[Entries from a point annotation set]

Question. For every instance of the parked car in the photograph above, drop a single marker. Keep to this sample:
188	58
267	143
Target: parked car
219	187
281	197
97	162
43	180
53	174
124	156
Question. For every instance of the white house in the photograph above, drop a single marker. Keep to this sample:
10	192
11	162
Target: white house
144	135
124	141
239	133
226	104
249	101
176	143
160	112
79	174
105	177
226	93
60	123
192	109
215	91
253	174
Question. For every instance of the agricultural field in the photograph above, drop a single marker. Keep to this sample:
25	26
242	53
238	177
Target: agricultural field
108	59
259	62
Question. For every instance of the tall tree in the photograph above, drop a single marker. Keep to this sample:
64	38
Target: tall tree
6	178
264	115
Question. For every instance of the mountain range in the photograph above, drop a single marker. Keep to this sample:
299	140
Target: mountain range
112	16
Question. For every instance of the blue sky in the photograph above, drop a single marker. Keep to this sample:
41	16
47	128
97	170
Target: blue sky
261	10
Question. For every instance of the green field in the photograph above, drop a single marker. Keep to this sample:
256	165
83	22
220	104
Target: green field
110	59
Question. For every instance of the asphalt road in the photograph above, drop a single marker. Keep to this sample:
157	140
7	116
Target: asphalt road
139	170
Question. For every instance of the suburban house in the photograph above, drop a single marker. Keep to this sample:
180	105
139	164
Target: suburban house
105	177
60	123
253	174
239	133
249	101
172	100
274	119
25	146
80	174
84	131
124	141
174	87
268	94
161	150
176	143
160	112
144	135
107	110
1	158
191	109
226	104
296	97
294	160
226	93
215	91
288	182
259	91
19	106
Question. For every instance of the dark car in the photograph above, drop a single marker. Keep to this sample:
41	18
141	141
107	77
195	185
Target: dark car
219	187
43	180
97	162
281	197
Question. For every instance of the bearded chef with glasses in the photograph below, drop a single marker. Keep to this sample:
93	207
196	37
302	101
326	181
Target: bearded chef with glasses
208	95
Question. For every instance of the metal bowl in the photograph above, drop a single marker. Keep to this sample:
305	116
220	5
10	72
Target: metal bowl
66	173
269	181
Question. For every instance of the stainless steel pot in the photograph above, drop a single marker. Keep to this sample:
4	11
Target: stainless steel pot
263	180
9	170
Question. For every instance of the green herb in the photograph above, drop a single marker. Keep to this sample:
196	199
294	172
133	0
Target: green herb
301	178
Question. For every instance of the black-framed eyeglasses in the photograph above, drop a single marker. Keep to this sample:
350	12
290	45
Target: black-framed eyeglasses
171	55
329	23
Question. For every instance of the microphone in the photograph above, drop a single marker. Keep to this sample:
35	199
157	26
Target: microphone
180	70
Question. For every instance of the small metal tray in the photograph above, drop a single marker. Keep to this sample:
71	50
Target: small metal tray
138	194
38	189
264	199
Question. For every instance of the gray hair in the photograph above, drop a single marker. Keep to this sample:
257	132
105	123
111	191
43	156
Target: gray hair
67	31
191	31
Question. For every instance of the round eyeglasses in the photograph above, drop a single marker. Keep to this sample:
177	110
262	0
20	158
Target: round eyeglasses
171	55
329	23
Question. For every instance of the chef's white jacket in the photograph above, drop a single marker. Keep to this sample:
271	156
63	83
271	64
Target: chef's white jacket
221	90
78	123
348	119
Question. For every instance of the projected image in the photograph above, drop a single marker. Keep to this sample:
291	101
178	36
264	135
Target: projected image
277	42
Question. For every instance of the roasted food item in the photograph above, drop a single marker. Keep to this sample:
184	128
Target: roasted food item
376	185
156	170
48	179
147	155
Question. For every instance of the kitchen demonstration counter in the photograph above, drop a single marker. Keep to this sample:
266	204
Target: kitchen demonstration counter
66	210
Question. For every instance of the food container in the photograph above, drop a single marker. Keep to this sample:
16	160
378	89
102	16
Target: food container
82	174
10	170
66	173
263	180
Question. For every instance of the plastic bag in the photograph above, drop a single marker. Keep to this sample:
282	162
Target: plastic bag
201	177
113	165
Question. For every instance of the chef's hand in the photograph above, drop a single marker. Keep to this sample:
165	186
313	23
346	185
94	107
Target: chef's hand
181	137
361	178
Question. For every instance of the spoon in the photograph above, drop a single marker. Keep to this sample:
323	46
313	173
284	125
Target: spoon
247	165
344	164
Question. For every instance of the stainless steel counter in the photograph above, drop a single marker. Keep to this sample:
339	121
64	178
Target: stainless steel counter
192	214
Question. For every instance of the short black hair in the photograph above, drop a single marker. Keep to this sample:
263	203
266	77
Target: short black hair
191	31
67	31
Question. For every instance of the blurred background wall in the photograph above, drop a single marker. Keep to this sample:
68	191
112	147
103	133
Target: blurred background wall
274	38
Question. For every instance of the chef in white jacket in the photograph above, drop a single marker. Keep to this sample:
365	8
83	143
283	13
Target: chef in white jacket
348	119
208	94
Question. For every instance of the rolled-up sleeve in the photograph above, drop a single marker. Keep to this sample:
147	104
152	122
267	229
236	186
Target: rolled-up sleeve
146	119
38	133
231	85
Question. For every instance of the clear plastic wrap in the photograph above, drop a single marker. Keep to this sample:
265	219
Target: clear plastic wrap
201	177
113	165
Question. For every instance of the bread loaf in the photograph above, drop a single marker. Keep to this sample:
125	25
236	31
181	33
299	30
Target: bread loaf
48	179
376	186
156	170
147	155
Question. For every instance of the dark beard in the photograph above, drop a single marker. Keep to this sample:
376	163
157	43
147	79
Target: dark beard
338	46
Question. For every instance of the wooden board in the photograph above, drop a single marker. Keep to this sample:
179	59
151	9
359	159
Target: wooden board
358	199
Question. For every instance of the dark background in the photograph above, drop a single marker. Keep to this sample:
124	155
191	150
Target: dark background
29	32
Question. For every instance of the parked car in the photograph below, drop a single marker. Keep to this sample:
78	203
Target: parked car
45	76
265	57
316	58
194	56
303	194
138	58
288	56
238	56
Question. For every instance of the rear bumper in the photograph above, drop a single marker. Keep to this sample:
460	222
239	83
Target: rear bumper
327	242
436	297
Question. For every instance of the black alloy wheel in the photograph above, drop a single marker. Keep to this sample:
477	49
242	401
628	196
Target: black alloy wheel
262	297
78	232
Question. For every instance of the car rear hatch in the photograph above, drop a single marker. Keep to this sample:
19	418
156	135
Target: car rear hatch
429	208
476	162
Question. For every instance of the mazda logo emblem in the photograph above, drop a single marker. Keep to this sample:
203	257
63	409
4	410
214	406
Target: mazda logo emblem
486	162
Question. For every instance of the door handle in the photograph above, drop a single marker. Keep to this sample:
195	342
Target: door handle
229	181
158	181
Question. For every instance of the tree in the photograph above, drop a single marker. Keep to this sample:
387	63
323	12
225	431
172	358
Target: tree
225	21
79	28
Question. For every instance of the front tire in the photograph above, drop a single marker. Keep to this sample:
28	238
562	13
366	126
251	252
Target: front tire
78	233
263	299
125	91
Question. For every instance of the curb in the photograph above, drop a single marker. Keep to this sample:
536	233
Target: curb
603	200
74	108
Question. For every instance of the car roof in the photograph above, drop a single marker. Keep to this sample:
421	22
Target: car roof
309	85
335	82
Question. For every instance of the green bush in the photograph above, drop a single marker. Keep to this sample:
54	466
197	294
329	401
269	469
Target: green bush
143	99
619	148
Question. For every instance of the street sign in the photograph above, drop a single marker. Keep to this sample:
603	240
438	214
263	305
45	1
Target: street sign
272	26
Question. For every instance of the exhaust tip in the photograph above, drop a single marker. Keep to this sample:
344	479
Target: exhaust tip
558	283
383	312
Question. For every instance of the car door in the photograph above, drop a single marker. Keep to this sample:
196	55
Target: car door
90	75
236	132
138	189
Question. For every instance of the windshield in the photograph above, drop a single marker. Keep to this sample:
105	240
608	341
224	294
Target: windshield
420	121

> **What to work on**:
Please recast the lines above as a numbered list, leaving out any blank lines.

> **Answer in full**:
1. Question. For every instance of the parked car in the photograph above, drop a single marker. Keep to this sample:
2. 188	58
3. 267	143
4. Target: parked car
5. 219	187
6. 281	197
7. 97	162
8. 43	180
9. 53	174
10. 124	156
11. Question. For every instance of the white house in the photograph above, drop a single marker. Keep to this sample:
12. 10	192
13. 11	162
14. Target: white house
15. 144	135
16. 124	141
17. 239	133
18. 226	104
19. 249	101
20. 176	143
21. 160	112
22. 79	174
23. 105	177
24. 226	93
25. 60	123
26. 192	109
27. 215	91
28. 253	174
29. Question. For every instance of the agricultural field in the photograph above, drop a single marker. Keep to this sample:
30. 25	26
31. 242	53
32. 238	177
33. Target: agricultural field
34. 108	59
35. 259	62
36. Question. For every instance of the tall tree in the photograph above, drop a single marker. Keep to this sample:
37. 64	38
38. Target: tall tree
39. 6	178
40. 264	115
41. Question. For every instance of the mountain range in the photograph above, drop a single marker. Keep to this sample:
42. 299	140
43. Target: mountain range
44. 112	16
45. Question. For every instance of the blue sky in the photograph above, drop a single marker. Keep to this sample:
46. 41	16
47. 47	128
48. 97	170
49. Target: blue sky
50. 261	10
51. Question. For every instance of the green field in the photograph above, drop a single marker. Keep to this sample:
52. 256	165
53. 83	22
54. 220	104
55. Target: green field
56. 110	59
57. Question. For every instance of the asphalt road in the photograph above, drop a single marker. Keep to this sample:
58. 157	140
59. 7	116
60. Target: asphalt road
61. 139	170
62. Question. For every instance of the suburban house in the photograph above, drop a single marker. Keep to this sample:
63. 180	105
64. 139	164
65. Target: suburban house
66. 105	177
67. 60	123
68. 253	174
69. 239	133
70. 249	101
71. 172	100
72. 274	119
73. 25	146
74. 80	174
75. 84	131
76. 124	141
77. 174	87
78. 268	94
79. 161	150
80. 176	143
81. 160	112
82. 144	135
83. 107	110
84. 1	158
85. 191	109
86. 226	104
87. 296	97
88. 294	160
89. 226	93
90. 215	91
91. 288	182
92. 259	91
93. 19	106
94. Question. For every instance of the dark car in the photograph above, drop a single marker. Keep to this sample:
95. 41	18
96. 141	141
97. 107	77
98. 195	185
99. Target: dark car
100. 219	187
101. 43	180
102. 97	162
103. 281	197
104. Question. For every instance of the bearded chef with glasses in the photograph below, drop a single marker. Keep to this sample:
105. 93	207
106. 196	37
107. 302	101
108. 326	181
109. Target: bearded chef with glasses
110. 208	95
111. Question. For every instance of the metal bowl in the photograph above, drop a single marker. Keep to this sample:
112. 305	116
113. 220	5
114. 10	72
115. Target: metal bowl
116. 66	173
117. 269	181
118. Question. For every instance of the stainless steel pot in the photograph above, drop a single marker. Keep to this sample:
119. 4	11
120. Target: stainless steel pot
121. 263	180
122. 9	170
123. Question. For every instance of the green herb in the photograph above, drop a single marker. Keep to this sample:
124. 196	199
125. 294	172
126. 133	0
127. Target: green herb
128. 301	178
129. Question. For every instance of the black-framed eyeglasses in the photograph above, drop a single marker. Keep to this sample:
130. 350	12
131. 290	45
132. Target: black-framed eyeglasses
133. 171	55
134. 329	23
135. Question. For every instance of the microphone in the photograph above, drop a single marker. Keep to this sample:
136. 35	199
137. 157	26
138. Target: microphone
139. 180	70
140. Question. For every instance of the small metal tray in the photograph above, drop a single marker. Keep to this sample:
141. 71	50
142. Target: small metal tray
143. 138	194
144. 38	189
145. 264	199
146. Question. For every instance of the gray hair in the photograph above, drop a single marker. Keep to this sample:
147. 257	132
148. 105	123
149. 111	191
150. 43	156
151. Target: gray hair
152. 67	31
153. 191	31
154. Question. For every instance of the round eyeglasses in the photograph above, drop a single marker. Keep to this sample:
155. 177	110
156. 262	0
157. 20	158
158. Target: round eyeglasses
159. 171	55
160. 329	23
161. Question. For every instance of the chef's white jacket in the photograph above, drop a single marker. Keep to this sample:
162. 271	156
163. 63	83
164. 271	64
165. Target: chef's white jacket
166. 221	90
167. 78	123
168. 348	119
169. Question. For every instance of the projected image in the photograph above, drop a single marker. Keep to this sample:
170. 291	101
171. 178	36
172. 264	135
173. Target: projected image
174. 277	42
175. Question. For every instance of the roasted food item in the photograph above, drop a single marker. Keep to this sample:
176. 184	128
177. Target: roasted food item
178. 376	185
179. 156	170
180. 48	179
181. 147	155
182. Question. For every instance of the kitchen demonstration counter in the photograph above, drop a single marker. Keep to this sample:
183. 266	204
184. Target: kitchen demonstration counter
185. 66	210
186. Question. For every instance of the food container in the photograph above, drop a single marker. Keep to this sample:
187. 16	160
188. 378	89
189. 102	16
190. Target: food container
191. 82	174
192. 10	170
193. 66	173
194. 263	180
195. Question. For every instance of the plastic bag in the photograph above, drop a single marker. Keep to this sample:
196. 282	162
197. Target: plastic bag
198. 201	177
199. 113	165
200. Question. For every instance of the chef's hand in the photograph above, drop a single marker. Keep to this sample:
201. 165	186
202. 313	23
203. 346	185
204. 94	107
205. Target: chef's hand
206. 181	137
207. 361	178
208. Question. For every instance of the spoon in the photograph above, drop a single marker. Keep to this sample:
209. 323	46
210. 313	173
211. 284	125
212. Target: spoon
213. 247	165
214. 344	164
215. Question. For every instance of the stainless steel counter in the photograph above, drop a single marker. Keep to this sample:
216. 339	121
217. 64	178
218. Target: stainless steel counter
219. 192	214
220. Question. For every instance of the short black hair in the photograph above, drop a single marker. Keep to this sample:
221. 263	203
222. 266	77
223. Target: short black hair
224. 191	31
225. 67	31
226. Question. For every instance of the blurred background wall in the photograph above, drop a single marker. Keep to this sample:
227. 68	191
228. 112	147
229. 103	133
230. Target: blurred background wall
231. 274	38
232. Question. For every instance of the chef in white jacket in the photograph above, drop a single marker. Keep to this sample:
233. 365	8
234. 83	143
235. 283	13
236. Target: chef in white jacket
237. 348	119
238. 208	94
239. Question. For every instance of the rolled-up sleeve in the photograph above, drop a single marker. Keep to this sample:
240. 147	104
241. 152	122
242. 267	229
243. 236	186
244. Target: rolled-up sleeve
245. 146	119
246. 38	133
247. 231	85
248. Question. For every instance of the clear plastic wrap in the photograph above, drop a single marker. Keep to this sample:
249. 265	219
250. Target: clear plastic wrap
251. 201	177
252. 113	165
253. Question. For every instance of the bread loaf in the photograph above, drop a single marker. Keep to this sample:
254. 125	25
255. 236	31
256. 181	33
257. 299	30
258. Target: bread loaf
259. 48	179
260. 376	186
261. 156	170
262. 147	155
263. Question. For every instance of the dark beard in the photograph above, drop a single marker. Keep to this sample:
264. 376	163
265. 157	43
266. 147	79
267. Target: dark beard
268. 338	46
269. Question. For every instance of the wooden board in the photograph above, drop a single marker. Keep to this sample:
270. 179	59
271. 151	9
272. 359	159
273. Target: wooden board
274. 358	199
275. Question. For every instance of the dark background in the photograph above, drop a single marker. Keep to this sample:
276. 124	155
277. 191	150
278. Target: dark background
279. 29	32
280. Question. For every instance of the parked car in the photograph below, drop a single marker. Keep to this sample:
281. 78	203
282. Target: parked car
283. 45	76
284. 265	57
285. 316	58
286. 194	56
287. 303	194
288. 138	58
289. 288	56
290. 238	56
291. Question. For every instance of the rear bumper in the photograph above, drop a single marker. Keep to this sample:
292. 460	222
293. 239	83
294. Target: rear bumper
295. 327	242
296. 436	297
297. Question. For every instance of the black alloy wheel in the photograph above, drop a single marker. Keep to this sample:
298. 477	49
299. 242	401
300. 628	196
301. Target: black alloy wheel
302. 262	297
303. 78	232
304. Question. For every instance of the car rear hatch in the photograph above, drop a single marker. Keep to this sample:
305. 19	418
306. 156	135
307. Target: car rear hatch
308. 429	208
309. 476	162
310. Question. For every instance of the mazda logo emblem in the photograph above, drop a single marker. Keep to this sample:
311. 203	257
312. 63	409
313. 4	410
314. 214	406
315. Target: mazda logo emblem
316. 486	162
317. Question. For every instance of the door handle in the photograph above, drop a single marker. Keep to this sample:
318. 195	342
319. Target: door handle
320. 229	181
321. 158	181
322. Question. For every instance of the tree in the photograph above, drop a single marker. Keep to this sample:
323. 387	63
324. 323	12
325. 225	431
326. 172	358
327. Target: tree
328. 225	21
329. 79	28
330. Question. For every instance of the front tire in the photograph above, drop a single marker. Keep to this sample:
331. 28	238
332. 562	13
333. 366	126
334. 251	252
335. Target: front tire
336. 78	233
337. 263	299
338. 125	91
339. Question. For every instance of the curb in the photograph above, drop a single marker. Keep to this sample:
340. 536	233
341. Target: curb
342. 603	200
343. 74	108
344. Question. For every instance of the car roof in the photograph above, drop a single marker. Keep to this sample:
345. 421	22
346. Target: car roof
347. 309	85
348. 335	82
349. Question. For every instance of the green bush in the photograph above, drop a single marker. Keep to this sample:
350. 54	466
351. 197	294
352. 329	401
353. 269	469
354. Target: green bush
355. 143	99
356. 619	148
357. Question. For every instance of the street sign in the photograph above, drop a single marker. Keep to this sample:
358. 603	240
359. 438	214
360. 263	305
361. 45	1
362. Target: street sign
363. 272	26
364. Question. For every instance of the exhaust tip in the photograph above, drop a single marker. Keep to this sample:
365. 344	479
366. Target: exhaust tip
367. 558	283
368. 383	312
369. Question. For every instance of the car door in the photograph above, drop a single marker. Keep to this sample:
370. 196	55
371. Target: car door
372. 90	75
373. 236	132
374. 138	189
375. Question. For every instance of the windshield in the photograph above, drop a single marker. Keep to this sample:
376. 105	240
377. 608	341
378. 224	294
379. Target: windshield
380. 420	121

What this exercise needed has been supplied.